▸ **GIVEN TEXT**
Re: [Standards] eventlogging xeps

2013-12-10 Thread Teemu Väisänen
Hi Peter.

Section 7.3.2 Publish/Subscribe describes: Event messages could be
published using Publish-Subscribe. But, even more care should be taken
to log only information that can be published openly. If there's risk
for sensitive information to be logged, the publish/subscribe pattern
should be avoided.

If information is sensitive, the information should not be logged, as
said in 7.2. Do you mean that if sensitive information is still sent
using pubsub, there are more actors (pubsub server, subscribers) that
might log and/or leak the sensitive information and because of that
the pubsub pattern should be avoided?

Would it be wise to move the second line But, even more care should
be taken to log only information that can be published openly., e.g.,
to section 7.2. because it relates also to other cases than pubsub?

Could the last sentence be something more like: If there's risk for
sensitive information to be logged, the publish/subscribe pattern
should be avoided in systems that contain any not trusted or any
uncontrolled actors. That is because we could have a setup where we
have a trusted pubsub server and we log (also) sensitive information
in several trusted subscribers/loggers.

BR, Teemu


Re: [Standards] eventlogging xeps

2013-12-10 Thread Peter Waher
Hello Teemu

Thanks for the feedback. The description in §7.3.2 was perhaps a bit 
minimalistic. I extended it as follows:

Event messages could be published using Publish-Subscribe. Unless there's 
absolute control of who can subscribe to the information published in this 
manner, the information should be considered open and freely available. In such 
cases extra care should be taken to not publish information of a sensitive 
nature, or information that can be mined for information, behavior patterns, 
trends, etc., that can be viewed as being of a sensitive nature. If there's a 
risk that either absolute control cannot be achieved and information is of a 
sensitive nature, this pattern should be avoided.

▸ **RECORD LIST**
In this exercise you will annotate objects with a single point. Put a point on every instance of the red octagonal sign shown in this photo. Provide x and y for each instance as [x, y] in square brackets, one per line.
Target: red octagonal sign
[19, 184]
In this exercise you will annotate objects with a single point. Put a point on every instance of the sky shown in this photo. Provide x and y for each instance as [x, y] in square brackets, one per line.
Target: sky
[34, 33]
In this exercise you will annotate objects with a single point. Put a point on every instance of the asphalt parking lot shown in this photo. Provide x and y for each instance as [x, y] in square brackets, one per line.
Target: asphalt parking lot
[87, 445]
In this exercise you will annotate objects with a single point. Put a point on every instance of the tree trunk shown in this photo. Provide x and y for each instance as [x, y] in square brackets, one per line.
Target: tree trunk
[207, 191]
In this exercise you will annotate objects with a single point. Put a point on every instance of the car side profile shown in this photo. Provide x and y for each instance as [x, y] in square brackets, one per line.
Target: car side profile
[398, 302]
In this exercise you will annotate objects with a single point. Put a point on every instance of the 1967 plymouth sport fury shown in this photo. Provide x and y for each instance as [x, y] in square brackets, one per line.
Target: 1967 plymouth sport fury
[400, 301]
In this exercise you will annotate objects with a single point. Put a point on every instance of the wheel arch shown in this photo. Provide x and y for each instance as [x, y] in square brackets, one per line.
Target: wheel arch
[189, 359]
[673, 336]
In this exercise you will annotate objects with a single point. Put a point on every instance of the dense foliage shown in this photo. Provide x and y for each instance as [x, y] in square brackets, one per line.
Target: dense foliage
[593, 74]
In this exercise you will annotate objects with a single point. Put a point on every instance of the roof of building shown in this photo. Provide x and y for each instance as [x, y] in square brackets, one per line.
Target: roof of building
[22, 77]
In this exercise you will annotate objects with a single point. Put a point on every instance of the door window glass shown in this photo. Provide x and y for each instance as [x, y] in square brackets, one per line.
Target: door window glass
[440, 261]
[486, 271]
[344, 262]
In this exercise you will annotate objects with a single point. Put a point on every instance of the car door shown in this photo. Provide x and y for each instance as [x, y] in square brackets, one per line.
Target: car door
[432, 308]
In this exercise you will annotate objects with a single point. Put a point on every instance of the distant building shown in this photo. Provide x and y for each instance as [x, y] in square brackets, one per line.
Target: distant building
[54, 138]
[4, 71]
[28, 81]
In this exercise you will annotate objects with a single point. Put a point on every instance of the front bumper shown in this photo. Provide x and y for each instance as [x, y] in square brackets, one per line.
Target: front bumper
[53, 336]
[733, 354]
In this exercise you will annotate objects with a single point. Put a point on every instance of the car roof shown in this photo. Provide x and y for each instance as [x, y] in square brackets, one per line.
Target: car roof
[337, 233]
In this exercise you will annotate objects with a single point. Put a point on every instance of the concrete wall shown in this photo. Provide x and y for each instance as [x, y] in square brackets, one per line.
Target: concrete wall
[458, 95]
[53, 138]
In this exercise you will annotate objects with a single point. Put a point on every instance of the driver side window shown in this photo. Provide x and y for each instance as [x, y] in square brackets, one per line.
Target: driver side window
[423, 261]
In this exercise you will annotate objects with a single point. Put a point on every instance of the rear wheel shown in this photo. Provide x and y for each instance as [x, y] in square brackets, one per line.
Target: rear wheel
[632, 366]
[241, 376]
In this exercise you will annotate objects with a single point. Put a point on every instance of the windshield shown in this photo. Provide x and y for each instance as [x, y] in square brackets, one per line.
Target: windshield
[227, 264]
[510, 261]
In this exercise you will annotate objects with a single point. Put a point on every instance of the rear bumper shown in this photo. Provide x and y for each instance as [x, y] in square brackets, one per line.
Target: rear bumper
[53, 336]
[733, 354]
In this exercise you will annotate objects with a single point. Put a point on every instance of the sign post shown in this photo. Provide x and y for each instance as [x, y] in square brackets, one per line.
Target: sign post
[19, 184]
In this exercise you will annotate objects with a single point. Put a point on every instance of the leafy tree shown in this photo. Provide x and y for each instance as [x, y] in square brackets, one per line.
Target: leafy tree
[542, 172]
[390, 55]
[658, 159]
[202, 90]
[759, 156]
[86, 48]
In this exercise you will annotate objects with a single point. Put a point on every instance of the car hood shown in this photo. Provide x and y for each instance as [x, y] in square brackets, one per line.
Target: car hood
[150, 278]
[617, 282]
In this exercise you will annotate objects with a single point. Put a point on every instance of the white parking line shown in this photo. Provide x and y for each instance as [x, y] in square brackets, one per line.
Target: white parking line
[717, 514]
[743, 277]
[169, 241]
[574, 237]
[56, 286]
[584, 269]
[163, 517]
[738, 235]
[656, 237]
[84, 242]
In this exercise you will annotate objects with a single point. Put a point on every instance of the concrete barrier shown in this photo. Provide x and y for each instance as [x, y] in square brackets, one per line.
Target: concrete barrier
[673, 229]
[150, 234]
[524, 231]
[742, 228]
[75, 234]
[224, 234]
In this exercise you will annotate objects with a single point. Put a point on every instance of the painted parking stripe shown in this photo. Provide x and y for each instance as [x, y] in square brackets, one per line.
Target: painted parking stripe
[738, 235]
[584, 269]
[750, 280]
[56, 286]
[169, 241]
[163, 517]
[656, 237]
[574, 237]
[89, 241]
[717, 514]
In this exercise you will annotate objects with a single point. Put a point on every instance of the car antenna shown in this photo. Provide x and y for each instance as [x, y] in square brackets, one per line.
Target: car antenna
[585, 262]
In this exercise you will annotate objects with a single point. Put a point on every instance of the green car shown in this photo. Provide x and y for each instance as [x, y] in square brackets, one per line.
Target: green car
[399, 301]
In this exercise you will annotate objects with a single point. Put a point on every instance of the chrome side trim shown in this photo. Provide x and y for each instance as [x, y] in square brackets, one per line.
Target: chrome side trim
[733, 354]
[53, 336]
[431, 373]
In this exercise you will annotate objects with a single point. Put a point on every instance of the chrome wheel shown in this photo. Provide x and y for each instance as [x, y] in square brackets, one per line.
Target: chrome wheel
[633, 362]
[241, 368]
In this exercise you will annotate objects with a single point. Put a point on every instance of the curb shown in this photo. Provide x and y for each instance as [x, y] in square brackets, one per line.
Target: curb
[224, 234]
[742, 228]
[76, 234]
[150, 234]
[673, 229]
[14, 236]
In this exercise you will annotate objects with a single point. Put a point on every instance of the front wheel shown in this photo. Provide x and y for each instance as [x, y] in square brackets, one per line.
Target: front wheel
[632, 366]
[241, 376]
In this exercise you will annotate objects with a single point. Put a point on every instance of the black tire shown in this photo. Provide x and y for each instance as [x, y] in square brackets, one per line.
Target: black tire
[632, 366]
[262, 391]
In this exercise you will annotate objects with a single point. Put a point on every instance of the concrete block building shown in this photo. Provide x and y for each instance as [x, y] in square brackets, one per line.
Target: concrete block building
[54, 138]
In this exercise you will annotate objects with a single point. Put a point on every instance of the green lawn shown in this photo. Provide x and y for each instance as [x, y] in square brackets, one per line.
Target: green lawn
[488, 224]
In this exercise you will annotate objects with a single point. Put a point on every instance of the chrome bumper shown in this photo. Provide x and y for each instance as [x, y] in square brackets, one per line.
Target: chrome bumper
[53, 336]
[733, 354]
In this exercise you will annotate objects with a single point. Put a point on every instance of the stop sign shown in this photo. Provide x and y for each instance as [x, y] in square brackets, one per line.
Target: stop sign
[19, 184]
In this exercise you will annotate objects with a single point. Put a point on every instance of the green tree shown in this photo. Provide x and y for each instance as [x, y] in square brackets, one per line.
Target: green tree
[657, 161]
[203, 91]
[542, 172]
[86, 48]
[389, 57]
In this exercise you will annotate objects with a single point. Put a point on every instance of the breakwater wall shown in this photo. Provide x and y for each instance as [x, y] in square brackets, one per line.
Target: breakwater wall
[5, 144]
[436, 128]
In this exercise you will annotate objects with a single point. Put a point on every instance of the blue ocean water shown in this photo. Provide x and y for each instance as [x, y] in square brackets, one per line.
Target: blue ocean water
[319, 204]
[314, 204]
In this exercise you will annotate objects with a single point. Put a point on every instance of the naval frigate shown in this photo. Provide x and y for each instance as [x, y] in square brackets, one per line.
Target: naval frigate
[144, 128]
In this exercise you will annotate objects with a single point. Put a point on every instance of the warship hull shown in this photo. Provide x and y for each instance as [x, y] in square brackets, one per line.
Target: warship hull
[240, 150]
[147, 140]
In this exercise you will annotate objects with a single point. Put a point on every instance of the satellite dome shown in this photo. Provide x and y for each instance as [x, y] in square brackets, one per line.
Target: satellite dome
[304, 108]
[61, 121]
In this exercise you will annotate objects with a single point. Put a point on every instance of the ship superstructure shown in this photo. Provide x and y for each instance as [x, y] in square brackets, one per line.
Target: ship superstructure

▸ **EXERCISE DETAILS**
In the mailing-list thread above, answer each of these:
(a) Which section does the first message say already states that sensitive information should not be logged?
(b) In the reply, how should information published with Publish-Subscribe be considered unless there's absolute control of who can subscribe?
(c) On what date were both messages in the thread sent?

▸ **FINAL RESULT**
(a) Section 7.2
(b) As open and freely available
(c) 2013-12-10